* _Textauszug_:
--- --- ---

In das BVerfG hatten die Eheleute wohl noch einmal große Hoffnungen gesetzt, auch weil dessen Zweiter Senat im vergangenen Jahr eine noch weitreichendere Entscheidung zur Autonomie Suizidwilliger getroffen hatte. Im Februar entschied das Gericht, dass § 217 des Strafgesetzbuches (StGB), der bis dahin die Tätigkeit privater Sterbehilfeorganisationen unter Strafe gestellt hatte, gegen das Recht auf einen selbstbestimmten Tod verstoße und damit nichtig sei. Dabei merkte der Senat auch an, dass dieses Recht nicht davon abhänge, ob ein Mensch schwer erkrankt oder kerngesund sei.
Ist "nach 217" Suizidhilfe zu bekommen?
Doch in dieser Entscheidung lag paradoxerweise auch der Grund für das Unterliegen der Beschwerdeführer. Denn nun, so die Kammer, sei der Weg doch wieder offen für einen Betäubungsmittelsuizid. Zwar nicht mittels eines Erwerbs mit Erlaubnis des BfArM, womöglich aber doch über private Sterbehelfer, die nach der Entscheidung ihre Tätigkeit in Deutschland wieder aufgenommen haben.

--- --- ---

* _Quellenangaben_:
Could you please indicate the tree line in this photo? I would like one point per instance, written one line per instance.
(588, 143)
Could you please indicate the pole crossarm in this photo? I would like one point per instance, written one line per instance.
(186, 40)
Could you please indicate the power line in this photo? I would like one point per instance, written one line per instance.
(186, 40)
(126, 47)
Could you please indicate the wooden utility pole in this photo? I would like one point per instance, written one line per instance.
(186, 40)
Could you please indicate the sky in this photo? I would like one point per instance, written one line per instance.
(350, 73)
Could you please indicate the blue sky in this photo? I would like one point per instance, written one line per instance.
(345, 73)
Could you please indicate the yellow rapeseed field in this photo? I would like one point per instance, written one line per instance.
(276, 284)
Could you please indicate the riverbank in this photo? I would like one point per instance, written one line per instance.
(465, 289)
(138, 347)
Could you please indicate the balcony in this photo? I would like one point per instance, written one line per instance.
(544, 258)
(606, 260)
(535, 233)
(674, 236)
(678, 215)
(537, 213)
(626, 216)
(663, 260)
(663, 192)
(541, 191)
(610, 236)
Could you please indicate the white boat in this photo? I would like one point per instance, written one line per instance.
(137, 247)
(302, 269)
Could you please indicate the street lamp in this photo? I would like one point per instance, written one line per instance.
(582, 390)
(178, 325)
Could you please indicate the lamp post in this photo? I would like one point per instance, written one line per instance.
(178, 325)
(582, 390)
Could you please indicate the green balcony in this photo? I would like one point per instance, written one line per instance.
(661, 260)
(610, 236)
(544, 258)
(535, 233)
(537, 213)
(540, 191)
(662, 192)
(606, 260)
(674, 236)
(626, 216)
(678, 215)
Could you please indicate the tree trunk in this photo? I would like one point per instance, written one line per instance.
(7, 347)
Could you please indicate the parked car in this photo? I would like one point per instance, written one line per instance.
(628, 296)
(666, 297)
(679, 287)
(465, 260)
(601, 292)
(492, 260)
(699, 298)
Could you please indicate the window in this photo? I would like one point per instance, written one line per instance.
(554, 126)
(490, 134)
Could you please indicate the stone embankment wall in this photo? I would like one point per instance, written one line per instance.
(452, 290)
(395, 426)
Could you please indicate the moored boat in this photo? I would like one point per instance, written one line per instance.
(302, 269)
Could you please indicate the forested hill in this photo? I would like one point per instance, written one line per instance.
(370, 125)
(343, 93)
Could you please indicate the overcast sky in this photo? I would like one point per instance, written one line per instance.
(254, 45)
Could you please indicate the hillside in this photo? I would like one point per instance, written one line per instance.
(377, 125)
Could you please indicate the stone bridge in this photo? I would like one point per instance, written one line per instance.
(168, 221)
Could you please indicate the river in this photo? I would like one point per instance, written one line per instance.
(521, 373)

--- --- ---

* _Aufgaben_:
A - Geben Sie aus dem Textauszug zur Sterbehilfe die Passage von "In das BVerfG" bis einschließlich "Suizidhilfe zu bekommen?" wortgetreu aus.
B - Wovon hängt das Recht auf einen selbstbestimmten Tod laut der Anmerkung des Senats im Textauszug zur Sterbehilfe nicht ab?
C - Führen Sie den Textauszug über die Sterbehilfe-Entscheidung des Bundesverfassungsgerichts im Anschluss an seinen letzten Satz weiter.

* _Ihre Antworten_:
A -
In das BVerfG hatten die Eheleute wohl noch einmal große Hoffnungen gesetzt, auch weil dessen Zweiter Senat im vergangenen Jahr eine noch weitreichendere Entscheidung zur Autonomie Suizidwilliger getroffen hatte. Im Februar entschied das Gericht, dass § 217 des Strafgesetzbuches (StGB), der bis dahin die Tätigkeit privater Sterbehilfeorganisationen unter Strafe gestellt hatte, gegen das Recht auf einen selbstbestimmten Tod verstoße und damit nichtig sei. Dabei merkte der Senat auch an, dass dieses Recht nicht davon abhänge, ob ein Mensch schwer erkrankt oder kerngesund sei.
Ist "nach 217" Suizidhilfe zu bekommen?

B - Es hängt nicht davon ab, ob ein Mensch schwer erkrankt oder kerngesund ist.

C -
Die Eheleute hatten ihre Verfassungsbeschwerde gegen das Urteil des BVerwG zwar schon vor dem Urteil zu § 217 StGB eingereicht, danach jedoch eine zusätzliche Begründung nachgeschoben: Der Zugang zu Sterbehilfeangeboten sei in Deutschland auch nach dem Urteil faktisch kaum vorhanden. Eine Umgehung des BfArM durch eine ärztliche Verschreibung sei zudem nicht realistisch, da ärztliches Standesrecht die Unterstützung beim Suizid untersage und somit kaum ein Mediziner dazu bereit sei. Somit seien sie trotz allem nicht in der Lage, ihr verfassungsgerichtlich anerkanntes Recht auf selbstbestimmtes Sterben zu realisieren.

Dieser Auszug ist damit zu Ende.